What is required →
Word for word, write out all the entries below, omitting every picture.

Image-grounded pointing data →
....................
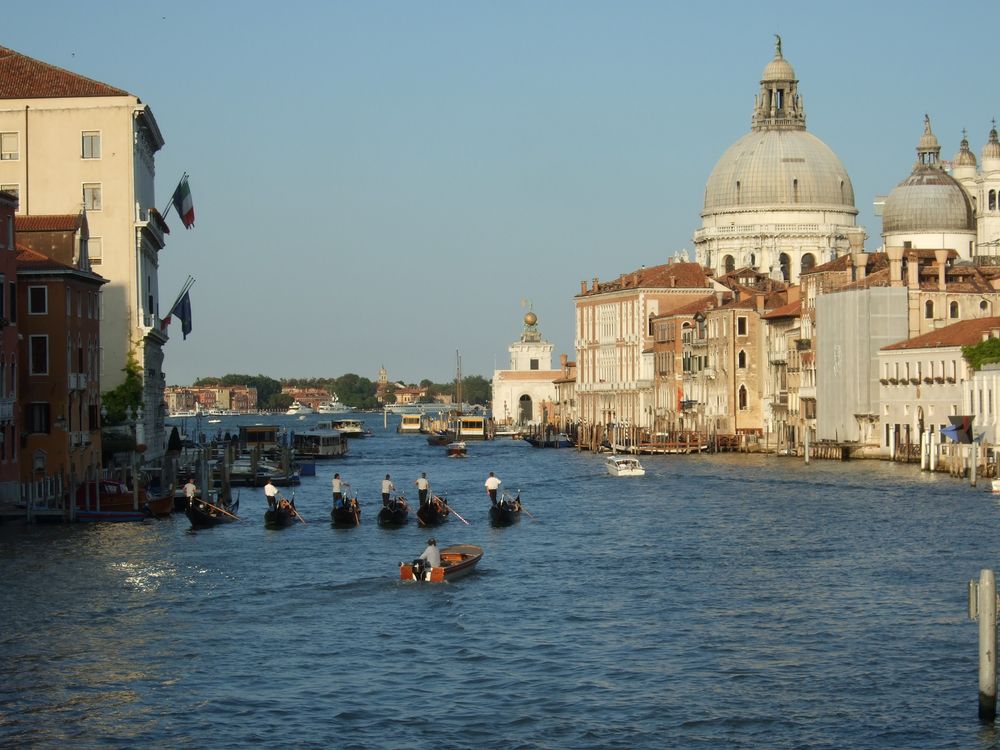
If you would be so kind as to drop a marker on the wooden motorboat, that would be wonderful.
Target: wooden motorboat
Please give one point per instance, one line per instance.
(160, 505)
(457, 560)
(433, 513)
(506, 510)
(203, 515)
(395, 512)
(348, 513)
(282, 515)
(624, 466)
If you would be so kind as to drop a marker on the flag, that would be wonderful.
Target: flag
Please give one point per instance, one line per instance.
(183, 312)
(183, 203)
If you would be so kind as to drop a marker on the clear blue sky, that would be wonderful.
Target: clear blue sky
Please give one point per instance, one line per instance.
(384, 182)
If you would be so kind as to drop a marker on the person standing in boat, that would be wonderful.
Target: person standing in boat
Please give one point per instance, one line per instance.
(492, 485)
(387, 489)
(431, 555)
(338, 490)
(423, 487)
(271, 493)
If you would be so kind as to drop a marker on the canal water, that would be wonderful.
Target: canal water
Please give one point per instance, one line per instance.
(719, 601)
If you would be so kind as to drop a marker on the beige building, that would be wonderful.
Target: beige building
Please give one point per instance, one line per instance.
(68, 141)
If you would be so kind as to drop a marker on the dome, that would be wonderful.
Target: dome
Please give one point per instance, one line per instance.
(930, 199)
(992, 149)
(777, 168)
....................
Task result →
If you would be so kind as to drop a marker on the wooden motorboat, that would be wonderful.
Target: wooden motorboat
Please give one point per instance, one line per instance.
(160, 505)
(457, 560)
(433, 513)
(506, 510)
(203, 515)
(395, 512)
(348, 513)
(282, 515)
(624, 466)
If you would be so kind as to drop a marker on the flag, that would be wonderful.
Target: flag
Please give one point per instance, one line per instance.
(183, 312)
(183, 203)
If you would be so kind as to drop a marker on the clear blue sky, that would be wonderful.
Target: clear blue sky
Please give one point per instance, one line per instance.
(384, 182)
If you would be so kind as to drop a marker on the person standing in boat, that would be wonderful.
Target: person standing in boat
Please give one point per instance, one line per instance.
(492, 485)
(387, 489)
(431, 555)
(338, 490)
(423, 487)
(271, 493)
If you would be so kind as to drop a marker on the canal water, that would be wonderful.
Target: canal water
Please give one point per instance, one line per instance.
(719, 601)
If you would be so kind as to drop a marker on the beige building, that would be wonderful.
Target: beige building
Please give one point per instance, one line per instance.
(68, 141)
If you would be so kind as to drop a marker on the dome, that would be wonderful.
Target: dome
Please give one point per instance, one line per instance.
(930, 199)
(992, 149)
(777, 168)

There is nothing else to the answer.